* **Task instructions**: Update every row by replacing "This sample shows the layout" with "Reference format" wherever it occurs, and keep all other text the same. Omit the pictures from your output.

* **Material supplied**:

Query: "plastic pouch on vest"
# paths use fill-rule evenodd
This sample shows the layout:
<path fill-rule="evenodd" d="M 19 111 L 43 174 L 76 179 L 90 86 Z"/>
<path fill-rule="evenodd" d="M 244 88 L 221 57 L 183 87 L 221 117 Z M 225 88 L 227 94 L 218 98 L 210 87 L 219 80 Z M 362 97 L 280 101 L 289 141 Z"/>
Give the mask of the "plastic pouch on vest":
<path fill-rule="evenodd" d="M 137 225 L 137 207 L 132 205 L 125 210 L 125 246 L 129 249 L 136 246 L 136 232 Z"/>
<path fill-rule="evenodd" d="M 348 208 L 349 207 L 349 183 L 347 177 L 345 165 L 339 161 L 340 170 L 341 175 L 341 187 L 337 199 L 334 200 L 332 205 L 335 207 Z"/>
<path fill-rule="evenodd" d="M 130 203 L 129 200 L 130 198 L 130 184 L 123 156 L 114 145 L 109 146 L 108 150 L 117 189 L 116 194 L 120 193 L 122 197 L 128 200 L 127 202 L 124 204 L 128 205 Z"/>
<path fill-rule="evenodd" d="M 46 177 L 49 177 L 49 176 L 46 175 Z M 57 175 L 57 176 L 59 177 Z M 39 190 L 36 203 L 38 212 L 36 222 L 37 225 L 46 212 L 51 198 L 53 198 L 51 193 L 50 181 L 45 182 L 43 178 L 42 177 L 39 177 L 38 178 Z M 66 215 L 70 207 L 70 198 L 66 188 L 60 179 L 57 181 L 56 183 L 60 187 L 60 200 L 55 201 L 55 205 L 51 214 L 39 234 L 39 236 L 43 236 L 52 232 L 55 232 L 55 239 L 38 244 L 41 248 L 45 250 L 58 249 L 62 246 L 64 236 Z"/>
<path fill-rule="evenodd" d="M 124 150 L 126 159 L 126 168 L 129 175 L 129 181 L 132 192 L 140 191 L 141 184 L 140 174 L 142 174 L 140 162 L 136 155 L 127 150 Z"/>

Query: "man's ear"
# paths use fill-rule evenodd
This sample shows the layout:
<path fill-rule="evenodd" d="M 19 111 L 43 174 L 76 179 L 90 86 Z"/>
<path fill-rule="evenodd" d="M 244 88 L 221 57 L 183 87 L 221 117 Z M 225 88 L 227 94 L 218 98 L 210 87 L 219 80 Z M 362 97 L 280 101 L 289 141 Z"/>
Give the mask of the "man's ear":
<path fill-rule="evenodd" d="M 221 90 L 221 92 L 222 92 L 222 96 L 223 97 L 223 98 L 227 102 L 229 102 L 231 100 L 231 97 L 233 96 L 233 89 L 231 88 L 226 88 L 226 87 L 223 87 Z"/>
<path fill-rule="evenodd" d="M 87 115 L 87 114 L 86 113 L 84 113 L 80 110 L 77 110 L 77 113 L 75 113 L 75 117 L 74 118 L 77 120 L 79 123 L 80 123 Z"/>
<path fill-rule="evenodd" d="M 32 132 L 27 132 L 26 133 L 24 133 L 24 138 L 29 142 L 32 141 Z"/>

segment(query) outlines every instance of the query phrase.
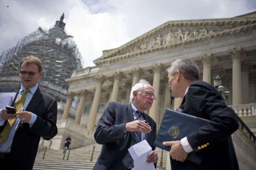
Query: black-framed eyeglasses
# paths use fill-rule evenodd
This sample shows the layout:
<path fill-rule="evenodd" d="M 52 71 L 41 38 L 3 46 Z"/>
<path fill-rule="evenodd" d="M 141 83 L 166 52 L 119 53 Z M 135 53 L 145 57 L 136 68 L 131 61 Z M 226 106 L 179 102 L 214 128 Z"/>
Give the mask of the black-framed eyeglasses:
<path fill-rule="evenodd" d="M 142 91 L 142 90 L 137 90 L 137 91 L 142 91 L 143 92 L 145 92 L 146 95 L 148 96 L 153 96 L 154 97 L 154 100 L 157 100 L 157 97 L 154 95 L 153 95 L 151 92 L 148 91 Z"/>
<path fill-rule="evenodd" d="M 32 71 L 29 71 L 28 72 L 27 72 L 26 71 L 24 71 L 24 70 L 20 70 L 19 72 L 21 73 L 21 74 L 27 74 L 27 73 L 28 73 L 28 75 L 34 75 L 35 74 L 36 74 L 37 73 L 38 73 L 39 72 L 40 72 L 41 71 L 38 71 L 37 73 L 34 73 L 34 72 L 32 72 Z"/>

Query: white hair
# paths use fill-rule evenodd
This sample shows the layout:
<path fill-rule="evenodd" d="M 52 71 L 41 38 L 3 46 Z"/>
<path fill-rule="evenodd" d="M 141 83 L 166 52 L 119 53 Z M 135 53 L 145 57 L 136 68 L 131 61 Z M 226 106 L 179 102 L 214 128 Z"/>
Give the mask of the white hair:
<path fill-rule="evenodd" d="M 133 91 L 137 90 L 142 90 L 147 87 L 147 85 L 151 85 L 151 84 L 148 81 L 144 79 L 140 79 L 139 82 L 135 84 L 133 87 L 132 87 L 132 90 L 131 91 L 130 95 L 130 100 L 132 102 L 134 96 L 133 96 Z M 141 91 L 138 91 L 138 93 L 140 94 Z"/>

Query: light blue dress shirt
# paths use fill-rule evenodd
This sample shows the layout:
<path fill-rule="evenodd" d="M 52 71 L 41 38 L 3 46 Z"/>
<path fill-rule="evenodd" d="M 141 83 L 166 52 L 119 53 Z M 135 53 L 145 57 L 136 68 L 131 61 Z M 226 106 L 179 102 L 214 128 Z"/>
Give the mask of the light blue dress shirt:
<path fill-rule="evenodd" d="M 133 103 L 132 103 L 132 108 L 133 108 L 133 117 L 134 118 L 134 120 L 136 120 L 137 119 L 137 116 L 135 116 L 135 113 L 136 113 L 136 111 L 138 111 L 138 109 L 136 107 L 136 106 L 135 106 L 135 105 L 134 104 L 133 104 Z M 143 113 L 144 113 L 144 114 L 145 114 L 145 113 L 144 113 L 144 112 L 143 112 Z M 144 119 L 144 116 L 143 115 L 142 115 L 141 116 L 140 116 L 140 120 L 141 120 L 142 121 L 143 121 L 143 120 L 145 120 Z M 141 141 L 142 141 L 144 139 L 146 139 L 146 134 L 144 134 L 143 133 L 141 133 L 141 134 L 142 134 L 142 135 L 141 135 L 142 140 Z"/>
<path fill-rule="evenodd" d="M 29 89 L 30 91 L 28 92 L 26 95 L 26 101 L 24 103 L 23 107 L 22 108 L 21 112 L 26 110 L 27 106 L 28 106 L 28 104 L 30 102 L 30 101 L 32 98 L 32 97 L 34 95 L 34 94 L 36 92 L 36 91 L 37 89 L 38 86 L 37 84 L 35 87 Z M 24 89 L 26 88 L 22 85 L 21 87 L 21 89 L 18 94 L 18 95 L 16 98 L 16 100 L 18 99 L 19 96 L 22 95 L 24 92 Z M 15 100 L 16 101 L 16 100 Z M 0 109 L 0 112 L 1 111 Z M 32 113 L 32 116 L 30 121 L 28 122 L 28 124 L 29 124 L 29 128 L 31 128 L 37 118 L 37 115 Z M 5 121 L 5 120 L 3 120 L 1 116 L 0 116 L 0 121 Z M 9 153 L 11 152 L 11 148 L 12 144 L 12 140 L 15 135 L 15 133 L 17 131 L 19 124 L 20 120 L 19 119 L 16 119 L 13 123 L 11 129 L 11 131 L 8 136 L 7 140 L 4 142 L 0 143 L 0 153 L 4 152 Z"/>

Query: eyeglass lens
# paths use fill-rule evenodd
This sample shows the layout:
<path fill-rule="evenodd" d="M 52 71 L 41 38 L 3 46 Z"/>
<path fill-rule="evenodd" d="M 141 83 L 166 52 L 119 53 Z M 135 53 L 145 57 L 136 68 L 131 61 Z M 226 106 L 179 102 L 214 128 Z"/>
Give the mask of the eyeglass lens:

* **Task answer**:
Query: "plastic pouch on vest"
# paths use fill-rule evenodd
Reference format:
<path fill-rule="evenodd" d="M 19 111 L 43 174 L 76 179 L 90 86 Z"/>
<path fill-rule="evenodd" d="M 244 88 L 221 57 L 183 87 L 221 117 Z M 225 88 L 227 94 L 218 98 L 210 87 L 219 80 Z M 362 97 L 280 101 L 289 141 Z"/>
Give the mask of the "plastic pouch on vest":
<path fill-rule="evenodd" d="M 137 225 L 137 207 L 132 205 L 125 210 L 125 246 L 129 249 L 136 246 L 136 232 Z"/>
<path fill-rule="evenodd" d="M 348 208 L 349 207 L 349 183 L 347 177 L 345 165 L 339 161 L 340 170 L 341 175 L 341 187 L 337 199 L 334 200 L 332 205 L 335 207 Z"/>
<path fill-rule="evenodd" d="M 130 203 L 129 200 L 130 198 L 130 184 L 123 156 L 114 145 L 109 146 L 108 150 L 117 189 L 116 194 L 120 193 L 122 197 L 128 200 L 127 202 L 124 204 L 128 205 Z"/>
<path fill-rule="evenodd" d="M 46 177 L 49 177 L 49 176 L 46 175 Z M 57 175 L 57 176 L 59 177 Z M 39 190 L 36 203 L 38 212 L 36 222 L 37 225 L 46 212 L 51 198 L 53 198 L 51 193 L 50 181 L 45 182 L 43 178 L 42 177 L 39 177 L 38 178 Z M 66 215 L 70 207 L 70 198 L 66 188 L 60 179 L 57 181 L 56 183 L 60 187 L 60 200 L 55 201 L 55 205 L 51 214 L 39 234 L 39 236 L 43 236 L 52 232 L 55 232 L 55 239 L 38 244 L 41 248 L 45 250 L 58 249 L 62 246 L 64 236 Z"/>
<path fill-rule="evenodd" d="M 124 150 L 126 159 L 126 168 L 129 175 L 129 181 L 132 192 L 140 191 L 141 184 L 140 174 L 142 174 L 140 162 L 136 155 L 127 150 Z"/>

Query: "man's ear"
# paths use fill-rule evenodd
Reference format:
<path fill-rule="evenodd" d="M 19 111 L 43 174 L 76 179 L 90 86 Z"/>
<path fill-rule="evenodd" d="M 244 88 L 221 57 L 183 87 L 221 117 Z M 225 88 L 227 94 L 218 98 L 210 87 L 219 80 Z M 362 97 L 280 101 L 289 141 Z"/>
Give the mask of the "man's ear":
<path fill-rule="evenodd" d="M 221 90 L 221 92 L 222 92 L 222 96 L 223 97 L 223 98 L 227 102 L 229 102 L 231 100 L 231 97 L 233 96 L 233 89 L 231 88 L 226 88 L 226 87 L 223 87 Z"/>
<path fill-rule="evenodd" d="M 87 115 L 87 114 L 86 113 L 84 113 L 80 110 L 77 110 L 77 113 L 75 113 L 75 117 L 74 118 L 77 120 L 79 123 L 80 123 Z"/>
<path fill-rule="evenodd" d="M 32 132 L 27 132 L 26 133 L 24 133 L 24 138 L 29 142 L 32 141 Z"/>

segment(query) outlines every instance of the query phrase.
Query: black-framed eyeglasses
# paths use fill-rule evenodd
Reference format:
<path fill-rule="evenodd" d="M 52 71 L 41 38 L 3 46 Z"/>
<path fill-rule="evenodd" d="M 141 83 L 166 52 L 119 53 Z M 135 53 L 145 57 L 136 68 L 131 61 Z M 226 106 L 179 102 L 214 128 Z"/>
Give the mask of the black-framed eyeglasses:
<path fill-rule="evenodd" d="M 142 91 L 142 90 L 137 90 L 137 91 L 142 91 L 143 92 L 145 92 L 146 95 L 148 96 L 153 96 L 154 97 L 154 100 L 157 100 L 157 97 L 154 95 L 153 95 L 151 92 L 148 91 Z"/>
<path fill-rule="evenodd" d="M 32 71 L 29 71 L 28 72 L 27 72 L 26 71 L 24 71 L 24 70 L 20 70 L 19 72 L 21 73 L 21 74 L 27 74 L 27 73 L 28 73 L 28 75 L 34 75 L 35 74 L 36 74 L 37 73 L 38 73 L 39 72 L 40 72 L 41 71 L 38 71 L 37 73 L 34 73 L 34 72 L 32 72 Z"/>

Query: white hair
# paths use fill-rule evenodd
Reference format:
<path fill-rule="evenodd" d="M 52 71 L 41 38 L 3 46 Z"/>
<path fill-rule="evenodd" d="M 141 83 L 166 52 L 119 53 Z M 135 53 L 145 57 L 136 68 L 131 61 Z M 226 106 L 179 102 L 214 128 Z"/>
Give the mask of the white hair:
<path fill-rule="evenodd" d="M 133 91 L 137 90 L 142 90 L 147 87 L 147 85 L 151 85 L 151 84 L 148 81 L 144 79 L 140 79 L 139 82 L 135 84 L 133 87 L 132 87 L 132 90 L 131 91 L 130 95 L 130 100 L 132 102 L 134 96 L 133 96 Z M 141 91 L 138 91 L 138 93 L 140 94 Z"/>

Query: light blue dress shirt
# paths use fill-rule evenodd
Reference format:
<path fill-rule="evenodd" d="M 52 71 L 41 38 L 3 46 Z"/>
<path fill-rule="evenodd" d="M 141 83 L 166 52 L 119 53 Z M 135 53 L 145 57 L 136 68 L 131 61 Z M 226 106 L 179 102 L 214 128 Z"/>
Give the mask of the light blue dress shirt:
<path fill-rule="evenodd" d="M 133 103 L 132 103 L 132 108 L 133 108 L 133 117 L 134 118 L 134 120 L 136 120 L 137 119 L 137 116 L 135 116 L 135 113 L 136 113 L 136 111 L 138 111 L 138 109 L 136 107 L 136 106 L 135 106 L 135 105 L 134 104 L 133 104 Z M 143 113 L 144 113 L 144 114 L 145 114 L 145 113 L 144 113 L 144 112 L 143 112 Z M 144 119 L 144 116 L 143 115 L 142 115 L 141 116 L 140 116 L 140 120 L 141 120 L 142 121 L 143 121 L 143 120 L 145 120 Z M 141 141 L 142 141 L 144 139 L 146 139 L 146 134 L 144 134 L 143 133 L 141 133 L 141 134 L 142 134 L 142 135 L 141 135 L 142 140 Z"/>
<path fill-rule="evenodd" d="M 29 89 L 30 91 L 28 92 L 26 95 L 26 101 L 24 103 L 23 107 L 22 108 L 21 112 L 26 110 L 27 106 L 28 106 L 28 104 L 30 102 L 30 101 L 32 98 L 32 97 L 34 95 L 34 94 L 36 92 L 36 91 L 37 89 L 38 86 L 37 84 L 35 87 Z M 24 89 L 26 88 L 22 85 L 21 87 L 21 89 L 18 94 L 18 95 L 16 98 L 16 100 L 18 99 L 19 96 L 22 95 L 24 92 Z M 15 100 L 16 101 L 16 100 Z M 0 109 L 0 112 L 1 111 Z M 32 113 L 32 116 L 30 121 L 28 122 L 28 124 L 29 124 L 29 128 L 31 128 L 37 118 L 37 115 Z M 5 121 L 5 120 L 3 120 L 1 116 L 0 116 L 0 121 Z M 9 153 L 11 152 L 11 148 L 12 144 L 12 140 L 15 135 L 15 133 L 17 131 L 19 124 L 20 120 L 19 119 L 16 119 L 13 123 L 11 129 L 11 131 L 8 136 L 7 140 L 4 142 L 0 143 L 0 153 L 4 152 Z"/>

Query: eyeglass lens
# paths use fill-rule evenodd
Reference format:
<path fill-rule="evenodd" d="M 52 71 L 41 38 L 3 46 Z"/>
<path fill-rule="evenodd" d="M 141 83 L 166 52 L 119 53 Z M 135 53 L 145 57 L 136 68 L 131 61 Z M 226 106 L 179 102 L 214 128 Z"/>
Give the mask of the eyeglass lens:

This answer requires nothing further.